WHAT TO WORK ON —
Output the material starting at the line that contains "Kindly give the mask of every instance of the clear" and ending at the line that contains "159L234 234L378 267L406" as a two-column CSV with the headers request and answer, one row per request with its answer. Enclose each field in quotation marks and replace line breaks with spaces.

[Excerpts from annotation records]

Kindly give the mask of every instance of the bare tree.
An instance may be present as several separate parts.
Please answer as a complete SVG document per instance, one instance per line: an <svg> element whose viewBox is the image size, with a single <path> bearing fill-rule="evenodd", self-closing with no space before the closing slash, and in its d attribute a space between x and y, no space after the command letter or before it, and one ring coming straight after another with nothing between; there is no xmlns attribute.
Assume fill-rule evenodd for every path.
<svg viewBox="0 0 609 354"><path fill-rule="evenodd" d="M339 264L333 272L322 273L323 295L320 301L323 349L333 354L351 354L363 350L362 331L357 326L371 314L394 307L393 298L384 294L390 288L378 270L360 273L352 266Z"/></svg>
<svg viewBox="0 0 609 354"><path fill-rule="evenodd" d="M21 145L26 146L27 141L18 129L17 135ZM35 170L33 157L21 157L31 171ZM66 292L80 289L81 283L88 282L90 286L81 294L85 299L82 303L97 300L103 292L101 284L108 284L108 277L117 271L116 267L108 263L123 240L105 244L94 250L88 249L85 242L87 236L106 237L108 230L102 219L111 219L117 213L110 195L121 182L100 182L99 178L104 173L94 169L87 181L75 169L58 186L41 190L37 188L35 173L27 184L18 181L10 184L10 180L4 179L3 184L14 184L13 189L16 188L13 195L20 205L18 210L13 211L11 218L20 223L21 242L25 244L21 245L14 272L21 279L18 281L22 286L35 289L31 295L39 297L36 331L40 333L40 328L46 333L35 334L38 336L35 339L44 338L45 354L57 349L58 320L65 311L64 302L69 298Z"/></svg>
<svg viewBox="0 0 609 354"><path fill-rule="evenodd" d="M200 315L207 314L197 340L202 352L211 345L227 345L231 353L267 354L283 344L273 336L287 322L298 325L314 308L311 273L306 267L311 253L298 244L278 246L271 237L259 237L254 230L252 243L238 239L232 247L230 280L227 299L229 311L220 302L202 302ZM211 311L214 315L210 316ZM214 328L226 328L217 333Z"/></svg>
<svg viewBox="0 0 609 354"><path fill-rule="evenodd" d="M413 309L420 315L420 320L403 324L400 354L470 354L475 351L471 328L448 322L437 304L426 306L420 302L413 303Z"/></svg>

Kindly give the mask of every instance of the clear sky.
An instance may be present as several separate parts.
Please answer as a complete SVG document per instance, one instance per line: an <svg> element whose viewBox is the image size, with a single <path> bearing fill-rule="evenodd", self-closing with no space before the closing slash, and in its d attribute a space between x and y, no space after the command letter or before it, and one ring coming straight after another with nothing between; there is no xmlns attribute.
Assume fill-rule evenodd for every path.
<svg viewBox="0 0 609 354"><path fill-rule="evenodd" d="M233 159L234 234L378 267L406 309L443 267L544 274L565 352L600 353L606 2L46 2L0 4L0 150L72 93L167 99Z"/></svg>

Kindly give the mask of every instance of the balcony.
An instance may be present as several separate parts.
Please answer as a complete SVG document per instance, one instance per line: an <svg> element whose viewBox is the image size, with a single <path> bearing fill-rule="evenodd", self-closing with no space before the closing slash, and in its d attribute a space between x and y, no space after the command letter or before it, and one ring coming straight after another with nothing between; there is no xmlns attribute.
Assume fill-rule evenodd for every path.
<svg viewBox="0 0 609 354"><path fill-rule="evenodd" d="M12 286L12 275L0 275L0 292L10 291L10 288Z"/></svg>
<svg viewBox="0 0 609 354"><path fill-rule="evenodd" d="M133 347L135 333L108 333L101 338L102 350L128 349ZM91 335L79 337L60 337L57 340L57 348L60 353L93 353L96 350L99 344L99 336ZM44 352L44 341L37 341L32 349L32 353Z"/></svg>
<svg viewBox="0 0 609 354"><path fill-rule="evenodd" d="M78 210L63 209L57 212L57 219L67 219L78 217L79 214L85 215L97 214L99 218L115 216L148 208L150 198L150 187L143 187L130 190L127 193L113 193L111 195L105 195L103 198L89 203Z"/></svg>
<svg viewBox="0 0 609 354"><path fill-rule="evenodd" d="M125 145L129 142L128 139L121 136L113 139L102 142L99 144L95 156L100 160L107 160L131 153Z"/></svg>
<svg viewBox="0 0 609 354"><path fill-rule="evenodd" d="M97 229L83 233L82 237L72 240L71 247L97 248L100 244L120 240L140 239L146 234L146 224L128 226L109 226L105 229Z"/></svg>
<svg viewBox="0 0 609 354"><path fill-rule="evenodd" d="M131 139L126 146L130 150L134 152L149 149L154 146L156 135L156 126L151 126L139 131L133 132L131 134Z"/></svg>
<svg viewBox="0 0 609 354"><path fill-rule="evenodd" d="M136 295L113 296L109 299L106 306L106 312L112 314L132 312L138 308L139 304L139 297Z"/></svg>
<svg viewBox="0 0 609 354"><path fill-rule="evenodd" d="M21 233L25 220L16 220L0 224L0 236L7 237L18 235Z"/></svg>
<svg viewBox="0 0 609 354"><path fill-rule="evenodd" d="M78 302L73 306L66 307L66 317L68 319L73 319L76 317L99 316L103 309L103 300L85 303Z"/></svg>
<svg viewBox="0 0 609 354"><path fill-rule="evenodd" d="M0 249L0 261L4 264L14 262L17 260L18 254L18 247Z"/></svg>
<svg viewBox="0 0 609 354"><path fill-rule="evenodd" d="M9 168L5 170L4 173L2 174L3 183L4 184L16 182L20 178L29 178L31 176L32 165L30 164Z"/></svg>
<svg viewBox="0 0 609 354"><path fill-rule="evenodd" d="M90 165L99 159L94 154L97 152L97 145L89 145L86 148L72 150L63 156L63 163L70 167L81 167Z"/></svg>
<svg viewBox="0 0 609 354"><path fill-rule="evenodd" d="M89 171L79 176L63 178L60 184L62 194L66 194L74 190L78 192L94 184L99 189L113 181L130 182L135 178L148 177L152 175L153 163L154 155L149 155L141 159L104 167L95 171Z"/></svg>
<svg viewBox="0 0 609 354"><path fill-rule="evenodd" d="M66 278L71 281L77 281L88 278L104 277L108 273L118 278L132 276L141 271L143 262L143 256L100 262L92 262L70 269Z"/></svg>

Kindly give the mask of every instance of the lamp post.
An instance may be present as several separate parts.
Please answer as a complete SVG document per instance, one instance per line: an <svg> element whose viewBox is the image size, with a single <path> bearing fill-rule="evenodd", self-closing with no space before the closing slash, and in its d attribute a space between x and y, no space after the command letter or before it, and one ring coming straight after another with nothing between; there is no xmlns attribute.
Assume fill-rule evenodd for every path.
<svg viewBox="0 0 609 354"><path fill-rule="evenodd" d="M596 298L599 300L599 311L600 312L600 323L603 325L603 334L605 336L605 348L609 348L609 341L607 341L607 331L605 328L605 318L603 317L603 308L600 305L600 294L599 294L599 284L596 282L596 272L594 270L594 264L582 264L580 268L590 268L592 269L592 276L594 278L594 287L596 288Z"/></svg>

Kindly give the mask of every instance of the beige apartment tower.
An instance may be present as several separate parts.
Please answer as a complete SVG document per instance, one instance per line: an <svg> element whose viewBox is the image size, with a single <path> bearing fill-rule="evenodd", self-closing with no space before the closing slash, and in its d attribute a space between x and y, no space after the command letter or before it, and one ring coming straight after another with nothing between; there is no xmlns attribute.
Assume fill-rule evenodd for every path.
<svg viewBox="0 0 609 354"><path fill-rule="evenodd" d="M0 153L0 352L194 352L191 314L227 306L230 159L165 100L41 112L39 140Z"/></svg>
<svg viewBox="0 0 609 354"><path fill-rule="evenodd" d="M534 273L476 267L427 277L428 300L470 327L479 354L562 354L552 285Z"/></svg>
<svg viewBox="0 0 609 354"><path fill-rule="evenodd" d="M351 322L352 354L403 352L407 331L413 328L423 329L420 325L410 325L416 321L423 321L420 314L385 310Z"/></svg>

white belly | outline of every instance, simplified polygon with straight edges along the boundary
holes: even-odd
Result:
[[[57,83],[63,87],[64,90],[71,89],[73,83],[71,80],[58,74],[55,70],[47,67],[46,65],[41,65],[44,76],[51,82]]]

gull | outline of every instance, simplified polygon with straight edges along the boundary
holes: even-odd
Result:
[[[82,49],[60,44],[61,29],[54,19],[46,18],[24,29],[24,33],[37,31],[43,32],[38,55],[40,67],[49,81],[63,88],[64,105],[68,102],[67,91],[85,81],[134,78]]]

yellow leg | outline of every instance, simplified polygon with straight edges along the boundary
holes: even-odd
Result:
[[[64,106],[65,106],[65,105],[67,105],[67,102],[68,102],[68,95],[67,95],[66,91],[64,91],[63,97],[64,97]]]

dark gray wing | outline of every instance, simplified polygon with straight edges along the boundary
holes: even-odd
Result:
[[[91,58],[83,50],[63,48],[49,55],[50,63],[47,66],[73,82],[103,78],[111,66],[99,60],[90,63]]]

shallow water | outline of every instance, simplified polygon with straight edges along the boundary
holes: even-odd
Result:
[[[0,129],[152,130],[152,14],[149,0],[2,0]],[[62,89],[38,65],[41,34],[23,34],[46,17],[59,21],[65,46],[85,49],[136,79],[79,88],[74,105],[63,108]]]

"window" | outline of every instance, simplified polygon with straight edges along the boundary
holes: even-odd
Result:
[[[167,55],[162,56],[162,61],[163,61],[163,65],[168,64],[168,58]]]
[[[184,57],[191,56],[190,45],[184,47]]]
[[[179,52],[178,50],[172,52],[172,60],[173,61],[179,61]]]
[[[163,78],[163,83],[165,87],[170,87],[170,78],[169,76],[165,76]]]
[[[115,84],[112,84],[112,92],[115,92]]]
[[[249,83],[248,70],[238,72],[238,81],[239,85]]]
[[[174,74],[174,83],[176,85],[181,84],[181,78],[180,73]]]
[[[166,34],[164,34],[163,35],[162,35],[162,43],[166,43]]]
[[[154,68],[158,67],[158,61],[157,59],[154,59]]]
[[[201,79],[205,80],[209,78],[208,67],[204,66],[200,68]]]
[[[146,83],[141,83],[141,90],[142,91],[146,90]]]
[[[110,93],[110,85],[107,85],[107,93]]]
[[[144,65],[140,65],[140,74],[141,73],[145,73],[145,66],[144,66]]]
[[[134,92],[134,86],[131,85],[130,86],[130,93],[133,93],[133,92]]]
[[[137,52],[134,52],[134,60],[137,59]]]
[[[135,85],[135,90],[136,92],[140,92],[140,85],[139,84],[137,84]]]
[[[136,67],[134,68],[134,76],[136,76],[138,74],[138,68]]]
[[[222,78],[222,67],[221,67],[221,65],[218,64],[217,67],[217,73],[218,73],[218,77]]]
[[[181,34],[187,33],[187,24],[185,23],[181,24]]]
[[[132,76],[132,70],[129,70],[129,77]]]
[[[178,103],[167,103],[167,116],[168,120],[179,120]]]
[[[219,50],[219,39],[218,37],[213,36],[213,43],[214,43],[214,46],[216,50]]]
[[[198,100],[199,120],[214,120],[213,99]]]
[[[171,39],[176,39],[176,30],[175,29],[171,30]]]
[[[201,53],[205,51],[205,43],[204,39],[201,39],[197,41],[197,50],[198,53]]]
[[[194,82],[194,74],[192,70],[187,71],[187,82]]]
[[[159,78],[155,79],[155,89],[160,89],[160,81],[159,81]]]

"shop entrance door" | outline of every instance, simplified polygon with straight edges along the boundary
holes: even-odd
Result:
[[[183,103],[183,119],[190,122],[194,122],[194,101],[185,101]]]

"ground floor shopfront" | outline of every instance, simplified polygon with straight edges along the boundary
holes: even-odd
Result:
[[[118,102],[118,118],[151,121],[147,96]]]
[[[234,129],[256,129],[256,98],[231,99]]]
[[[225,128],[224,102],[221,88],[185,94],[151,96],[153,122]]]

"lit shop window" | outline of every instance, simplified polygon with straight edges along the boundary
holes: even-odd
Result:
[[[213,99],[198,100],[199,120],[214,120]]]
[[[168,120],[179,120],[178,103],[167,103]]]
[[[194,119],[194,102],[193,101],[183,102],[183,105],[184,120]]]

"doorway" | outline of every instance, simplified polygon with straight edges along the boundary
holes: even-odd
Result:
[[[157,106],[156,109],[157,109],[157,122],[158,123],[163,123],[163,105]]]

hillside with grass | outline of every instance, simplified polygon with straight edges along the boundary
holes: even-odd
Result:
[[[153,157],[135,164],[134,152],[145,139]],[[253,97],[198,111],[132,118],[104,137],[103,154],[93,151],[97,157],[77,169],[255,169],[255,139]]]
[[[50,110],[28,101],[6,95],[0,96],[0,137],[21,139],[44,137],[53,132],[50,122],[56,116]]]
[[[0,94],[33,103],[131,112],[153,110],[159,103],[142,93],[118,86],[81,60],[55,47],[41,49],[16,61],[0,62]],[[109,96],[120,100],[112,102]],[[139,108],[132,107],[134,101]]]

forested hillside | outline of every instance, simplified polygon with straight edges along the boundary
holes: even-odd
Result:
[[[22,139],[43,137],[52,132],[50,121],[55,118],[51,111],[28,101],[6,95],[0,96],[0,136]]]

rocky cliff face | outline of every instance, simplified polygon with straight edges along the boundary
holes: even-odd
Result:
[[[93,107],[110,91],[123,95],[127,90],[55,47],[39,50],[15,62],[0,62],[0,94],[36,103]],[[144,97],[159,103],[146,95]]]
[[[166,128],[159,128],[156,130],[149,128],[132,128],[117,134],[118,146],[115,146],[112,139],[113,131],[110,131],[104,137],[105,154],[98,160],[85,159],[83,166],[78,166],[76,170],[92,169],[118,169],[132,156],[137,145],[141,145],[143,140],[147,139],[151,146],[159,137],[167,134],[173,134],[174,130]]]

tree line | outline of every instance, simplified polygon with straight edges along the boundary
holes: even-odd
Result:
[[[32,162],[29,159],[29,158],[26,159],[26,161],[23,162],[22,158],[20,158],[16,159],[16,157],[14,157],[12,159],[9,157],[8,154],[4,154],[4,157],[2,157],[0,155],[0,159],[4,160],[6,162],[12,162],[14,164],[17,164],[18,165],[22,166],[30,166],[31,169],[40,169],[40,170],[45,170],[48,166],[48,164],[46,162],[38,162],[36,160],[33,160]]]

SOLUTION FOR THIS PROBLEM —
request,answer
"Kindly give the mask of every instance of the clear sky. An instance may be present as several separate parts. Please answer as a complete SVG document per instance, one instance per line: an <svg> element whose viewBox is the image size, with a single <path> bearing fill-rule=""evenodd"", self-closing with no space before the closing slash, and in its d attribute a space between x and y, no space after the command letter or before it, and one ring coming straight after another with nothing between; there is no xmlns attribute. Assume fill-rule evenodd for every path.","<svg viewBox=""0 0 609 354""><path fill-rule=""evenodd"" d=""M233 159L234 234L378 267L406 309L443 267L544 274L565 352L600 353L606 2L46 2L0 4L0 150L72 93L167 99Z""/></svg>"